— start Raw data —

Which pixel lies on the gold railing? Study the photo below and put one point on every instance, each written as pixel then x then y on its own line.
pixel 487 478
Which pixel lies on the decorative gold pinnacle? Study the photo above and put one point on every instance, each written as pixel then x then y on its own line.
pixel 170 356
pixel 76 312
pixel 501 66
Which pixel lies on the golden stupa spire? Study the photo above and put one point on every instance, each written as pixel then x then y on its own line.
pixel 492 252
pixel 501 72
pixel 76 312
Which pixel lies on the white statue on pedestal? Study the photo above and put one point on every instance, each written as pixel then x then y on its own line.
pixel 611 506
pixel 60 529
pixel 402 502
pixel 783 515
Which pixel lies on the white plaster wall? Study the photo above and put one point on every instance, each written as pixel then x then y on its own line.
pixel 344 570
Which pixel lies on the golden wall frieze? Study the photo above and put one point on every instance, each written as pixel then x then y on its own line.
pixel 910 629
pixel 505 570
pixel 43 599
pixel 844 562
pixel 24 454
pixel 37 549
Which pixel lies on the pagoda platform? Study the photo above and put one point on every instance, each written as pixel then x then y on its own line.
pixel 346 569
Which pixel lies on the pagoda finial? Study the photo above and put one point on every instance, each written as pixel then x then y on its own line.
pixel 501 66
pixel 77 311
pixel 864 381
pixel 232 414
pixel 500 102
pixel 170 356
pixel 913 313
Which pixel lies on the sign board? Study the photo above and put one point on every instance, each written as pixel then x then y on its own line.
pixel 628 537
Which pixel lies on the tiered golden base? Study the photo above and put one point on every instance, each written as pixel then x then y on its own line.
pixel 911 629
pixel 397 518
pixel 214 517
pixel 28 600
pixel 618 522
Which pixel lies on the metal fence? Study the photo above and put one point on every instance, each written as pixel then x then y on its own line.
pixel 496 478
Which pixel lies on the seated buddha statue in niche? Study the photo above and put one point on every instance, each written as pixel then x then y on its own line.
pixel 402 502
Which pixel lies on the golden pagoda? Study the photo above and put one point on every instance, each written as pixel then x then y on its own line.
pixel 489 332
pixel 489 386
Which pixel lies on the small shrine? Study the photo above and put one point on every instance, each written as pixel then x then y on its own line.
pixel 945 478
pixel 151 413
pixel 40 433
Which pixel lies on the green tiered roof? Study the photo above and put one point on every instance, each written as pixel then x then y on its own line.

— end Raw data —

▸ **Instruction**
Render the entries as a JSON list of strings, starting at the first line and ending with the line containing "pixel 37 549", both included. Give one string per line and leave out any blank lines.

▸ **Answer to this exercise**
[
  "Which pixel lies on the gold railing? Study the photo below and put one point on every instance, each written as pixel then x then y on its own line.",
  "pixel 487 478",
  "Which pixel lies on the decorative gold pinnacle? Study the photo above and put one point on every instance, each written as pixel then x then y on its own line.",
  "pixel 170 356",
  "pixel 76 312",
  "pixel 501 66",
  "Which pixel lies on the golden stupa spire? Study the photo above and put one point on every instance, each written as pixel then x then y on its own line.",
  "pixel 492 252",
  "pixel 501 72",
  "pixel 76 312",
  "Which pixel lies on the white statue on pedestal? Study the photo above and put one point on every instance, each written as pixel then x then y on its own line.",
  "pixel 611 506",
  "pixel 60 529",
  "pixel 402 502",
  "pixel 783 515",
  "Which pixel lies on the white plaster wall? Study the photo above and put one point on every instance, each written as pixel then x then y on its own line.",
  "pixel 344 570",
  "Which pixel lies on the golden wall frieze? Study the photo above and put one point on every instance, each written as pixel then x then y on its own line.",
  "pixel 910 629",
  "pixel 505 570",
  "pixel 43 599",
  "pixel 844 562",
  "pixel 24 454",
  "pixel 37 549"
]